» **Activity**: Convert each of the following rows into a numbered list, one line per item, omitting any blank lines.

[Opening Exercise materials section]

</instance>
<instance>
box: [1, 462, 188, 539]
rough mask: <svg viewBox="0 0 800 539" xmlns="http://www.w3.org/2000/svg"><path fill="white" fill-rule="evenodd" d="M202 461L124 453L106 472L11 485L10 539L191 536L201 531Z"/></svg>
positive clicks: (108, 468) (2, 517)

[Closing Exercise materials section]

» **Task response**:
1. </instance>
2. <instance>
3. box: [1, 462, 188, 539]
4. rough mask: <svg viewBox="0 0 800 539" xmlns="http://www.w3.org/2000/svg"><path fill="white" fill-rule="evenodd" d="M202 461L124 453L106 472L11 485L10 539L191 536L201 531Z"/></svg>
5. positive clicks: (108, 468) (2, 517)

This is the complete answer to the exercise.